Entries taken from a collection
************
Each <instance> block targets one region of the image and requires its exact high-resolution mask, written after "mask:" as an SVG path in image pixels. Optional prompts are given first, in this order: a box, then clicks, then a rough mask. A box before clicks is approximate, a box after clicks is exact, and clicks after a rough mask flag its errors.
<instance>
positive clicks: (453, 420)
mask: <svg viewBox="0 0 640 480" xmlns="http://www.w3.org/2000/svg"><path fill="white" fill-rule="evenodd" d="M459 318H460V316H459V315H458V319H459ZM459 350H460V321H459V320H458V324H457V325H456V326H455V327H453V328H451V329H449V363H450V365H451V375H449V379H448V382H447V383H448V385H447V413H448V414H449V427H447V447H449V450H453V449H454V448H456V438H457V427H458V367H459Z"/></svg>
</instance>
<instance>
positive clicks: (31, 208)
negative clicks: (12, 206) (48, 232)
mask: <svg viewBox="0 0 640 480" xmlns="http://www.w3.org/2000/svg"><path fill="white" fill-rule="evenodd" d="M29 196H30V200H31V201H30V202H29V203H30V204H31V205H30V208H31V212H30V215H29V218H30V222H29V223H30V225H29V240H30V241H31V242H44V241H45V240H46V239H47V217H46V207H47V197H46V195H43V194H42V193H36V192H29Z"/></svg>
************
Search the entries above for the word "instance", and copy every line where it occurs.

Answer
Each <instance> block targets one region of the image and requires its exact high-resolution mask, written after "mask:" as an SVG path in image pixels. Optional prompts are given first, in this order: a box, then clicks, then a rough mask. A box before clicks is approximate, a box after clicks is exact, and clicks after a rough mask flag its errors.
<instance>
</instance>
<instance>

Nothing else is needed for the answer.